Forward-looking statements are based on management’s current expectations, projections, estimates, assumptions and beliefs and are subject to a number of known and unknown risks, uncertainties and other factors that could lead to actual results materially different from those described in the forward-looking statements. Air can give no assurance that its expectations will be attained. Air’s actual results, liquidity and financial condition, as well as the Debt Adjusted AIR Share Price, may differ from the anticipated results, liquidity and financial condition, and the Debt Adjusted AIR Share Price, indicated in these forward-looking statements. Air cautions readers that any such statements are based on currently available operational, financial and competitive information, and they should not place undue reliance on these forward-looking statements, which reflect management’s opinion only as of the date on which they were made. These forward-looking statements are not a guarantee of future performance and involve risks and uncertainties, and there are certain important factors that could cause Air’s actual results to differ, possibly materially, from expectations or estimates reflected in such forward-looking statements, including, but without limitation:

  • the parties’ ability to consummate the transactions and to meet expectations regarding the timing and completion thereof;
  • the satisfaction or waiver of the conditions to the completion of the transactions, including the receipt of all required regulatory approvals or clearances in a timely manner and on terms acceptable to Air;
  • the risk that the parties may be unable to achieve the expected strategic, financial and other benefits of the transactions within the expected timeframes or at all;
  • the risk that the businesses will not be integrated successfully or that integration may be more difficult, time-consuming or costly than expected;
  • the risk that operating costs, customer loss and business disruption (including, without limitation, difficulties in maintaining relationships with employees, customers, clients or suppliers) may be greater than expected following the transactions;
  • the risk that the combined company’s net debt at closing will be higher than currently anticipated;
  • the risk that Air will not obtain the required Air shareholder approvals;
  • the risk that the Debt Adjusted AIR Share Price at closing may be lower than $3.44 per share; and
  • general economic and market conditions.

These and other risks and uncertainties are more fully discussed in the risk factors identified in “Item 1A. Risk Factors” in Part I of Air’s most recently filed Annual Report on Form 10-K, and as may be identified in Air’s Quarterly Reports on Form 10-Q and Current Reports on Form 8-K. Except to the extent required by law, Air expressly disclaims any obligation to release publicly any updates or revisions to any forward-looking statements contained herein to reflect any change in Air’s expectations with regard thereto or change in events, conditions or circumstances on which any statement is based.

* DATA SHOWN:
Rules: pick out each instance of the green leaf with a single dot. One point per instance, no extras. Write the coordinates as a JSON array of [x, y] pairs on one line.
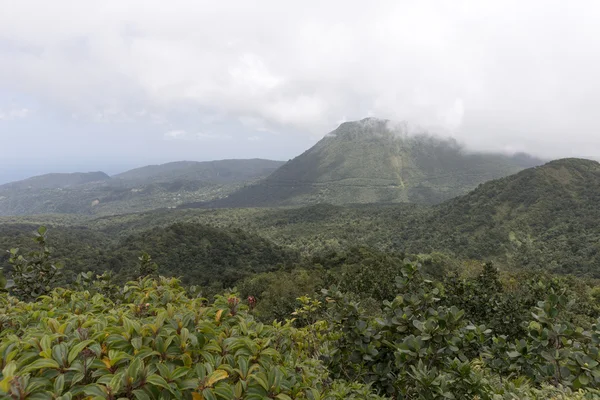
[[41, 363], [514, 354], [216, 376], [159, 381], [77, 349]]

* WRITTEN REQUEST: In the forward-looking statements disclaimer, below what per-share amount is the Debt Adjusted AIR Share Price at closing named as a risk?

* EXERCISE ANSWER: $3.44 per share.